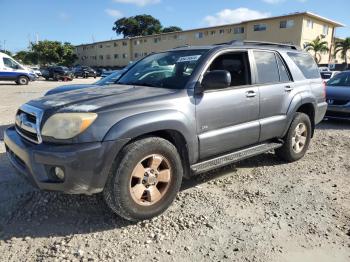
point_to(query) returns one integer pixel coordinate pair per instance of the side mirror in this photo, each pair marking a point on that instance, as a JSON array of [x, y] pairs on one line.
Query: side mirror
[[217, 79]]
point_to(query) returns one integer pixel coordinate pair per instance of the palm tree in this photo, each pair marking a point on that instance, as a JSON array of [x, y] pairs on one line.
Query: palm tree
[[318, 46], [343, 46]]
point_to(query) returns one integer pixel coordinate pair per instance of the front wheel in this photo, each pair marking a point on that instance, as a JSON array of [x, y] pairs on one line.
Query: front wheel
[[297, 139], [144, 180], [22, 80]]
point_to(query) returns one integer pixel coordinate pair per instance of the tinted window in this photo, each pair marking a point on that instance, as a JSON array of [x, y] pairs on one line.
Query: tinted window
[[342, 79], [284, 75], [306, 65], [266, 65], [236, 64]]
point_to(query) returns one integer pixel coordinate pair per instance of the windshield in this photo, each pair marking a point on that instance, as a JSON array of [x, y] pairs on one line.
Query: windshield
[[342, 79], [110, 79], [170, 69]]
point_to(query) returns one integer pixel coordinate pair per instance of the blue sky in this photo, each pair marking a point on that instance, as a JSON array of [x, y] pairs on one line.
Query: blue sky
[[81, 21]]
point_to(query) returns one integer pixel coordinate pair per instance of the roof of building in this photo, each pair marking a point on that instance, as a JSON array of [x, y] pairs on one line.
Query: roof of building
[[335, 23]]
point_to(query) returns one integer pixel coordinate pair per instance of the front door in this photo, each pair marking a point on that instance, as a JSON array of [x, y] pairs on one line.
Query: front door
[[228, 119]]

******************************

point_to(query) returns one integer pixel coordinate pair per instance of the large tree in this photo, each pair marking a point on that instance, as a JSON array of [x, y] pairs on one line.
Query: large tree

******************************

WHAT IS BEING ASKED
Would you please copy every line from the listing above that contains the word "large"?

ANSWER TO THIS EXERCISE
point_to(query) returns one integer pixel coordinate pair per instance of the large tree in this photo, each pair marking a point on that instance, as a JSON array of [x, y] pairs on one line.
Query: large tree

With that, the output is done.